TRECHO CITADO:
____

When the dog bites, when the bee stings / When I'm feeling sad / I simply remember my favourite things / And then I don't feel so bad
Muitos não sabem, mas a história do filme é baseada em eventos reais. O filme de 1965 é uma adaptação do musical de mesmo nome produzido na Broadway em 1959. A peça, por sua vez, foi baseada no livro de memórias de Maria Augusta von Trapp (que no filme é interpretada por Julie Andrews) e em sua adaptação cinematográfica realizada na Alemanha em 1956, Die Trapp-Familie. Em 1958, foi lançada sua sequência Die Trapp-Familie in Amerika(1958). A Noviça Rebelde conta a história de Maria, uma jovem noviça que é chamada para cuidar dos sete filhos de um rígido capitão austríaco, Georg von Trapp, por quem acaba se apaixonando. Apesar de ser baseado em um caso verídico, o filme possui diversas discrepâncias com relação ao que de fato ocorreu. Obviamente, muito no filme foi romantizado. Por exemplo, em suas memórias, Maria assume que não estava apaixonada por Georg quando se casou com ele. Ela também não foi contratada para cuidar de todas as crianças, mas apenas da caçula, que doente, precisava de lições em casa.
Outras curiosidades: a entrada da família no ramo musical deveu-se sobretudo à precária situação financeira de Georg após investimentos desastrosos. A casa onde morava a família era muito mais modesta do que o palacete retratado no filme. A maioria dos nomes das crianças foram alterados para o filme, assim como certas datas. O personagem de Max Detweiler é inteiramente ficcional. Outra discrepância apresentada no musical diz respeito ao temperamento de Georg, mostrado como um homem extremamente severo, distante e sem senso de humor. Na realidade, o capitão era conhecido por ser carinhoso e bastante presente na vida das crianças. Segundo o depoimento de uma das filhas do capitão, era, na verdade, a madrasta Maria que tinha o temperamento mais difícil. A família von Trapp não teve nenhum controle sobre a maneira como eram representados no cinema, uma vez que haviam vendido os direitos da história para um produtor alemão nos anos 50. Este, por sua vez, os vendeu para Hollywood.

Edelweiss, Edelweiss / Every morning you greet me / Small and white, clean and bright / You look happy to meet me
A escolha do diretor de A Noviça Rebelde é um epopeia a parte. Muitos diretores foram sondados e convidados pelos produtores Darryl e Richard D. Zanuck para assumir o projeto (dentre eles, Robert Wise) e todos disseram "não". William Wyler, grande nome do cinema clássico norte-americano, finalmente aceitou a tarefa e começou a escolher locações e a modelar o script. No entanto, o diretor acabou  por sentir-se inadequado para dirigir o filme, ainda mais que seu coração estava em outro projeto, a adaptação do romance O Colecionador, que veio a se tornar um filme cult. Wyler foi liberado pelos produtores e Robert Wise aceitou substituir o colega.

____

ITENS FORNECIDOS:
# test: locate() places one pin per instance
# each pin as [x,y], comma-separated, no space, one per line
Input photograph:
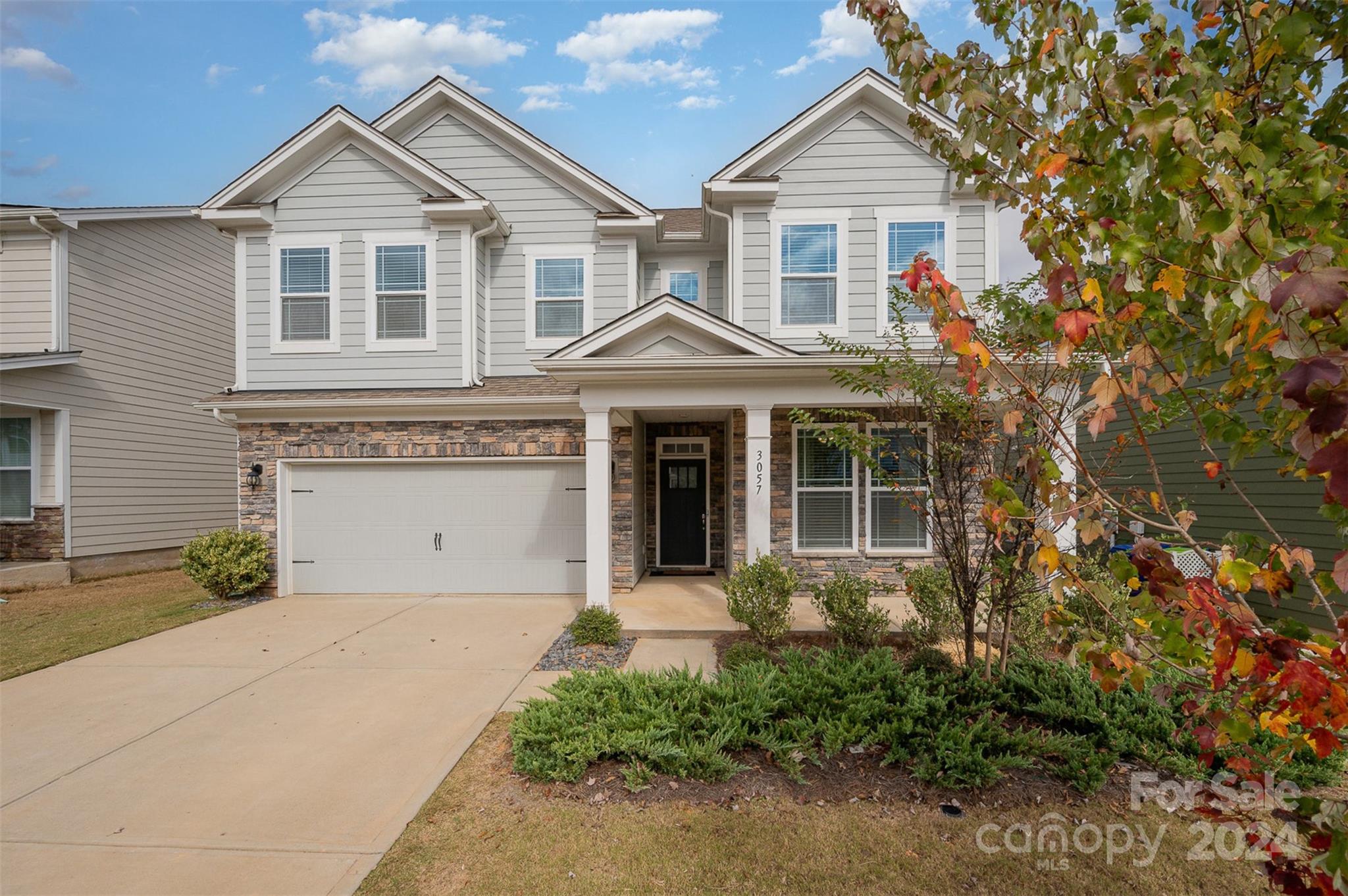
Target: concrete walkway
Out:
[274,749]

____

DESCRIÇÃO DO EXERCÍCIO: Dê continuidade ao texto sobre A Noviça Rebelde, começando logo após a última frase apresentada.

RESPOSTA:
Robert Wise foi, certamente, um dos diretores mais versáteis de Hollywood. Ele é geralmente conhecido pelos dois musicais que dirigiu, Amor Sublime Amor e A Noviça Rebelde, seus filmes mais populares e famosos, pelos quais ganhou dois Oscars de diretor. No entanto, ele não era nenhum especialista no gênero. Alguns críticos tendem a considerar que o seu melhor filme foi, na verdade, O Dia em que Terra Parou (1951), tido como uma obra-prima de ficção científica e um dos filmes mais influentes do gênero. Wise também dirigiu os ótimos Jornada das Estrelas: O Filme (1979) e o filme de guerra O Canhoneiro do Yang-Tsé (1966). Wise chegou a ser considerado um diretor menos autoral por se submeter às vontades do estúdio e imprimir pouco de seu estilo às  suas obras. Novas críticas, no entanto, valorizam o profissionalismo, a habilidade e o preciosismo do diretor, que soube lidar com os mais diferentes gêneros e orçamentos.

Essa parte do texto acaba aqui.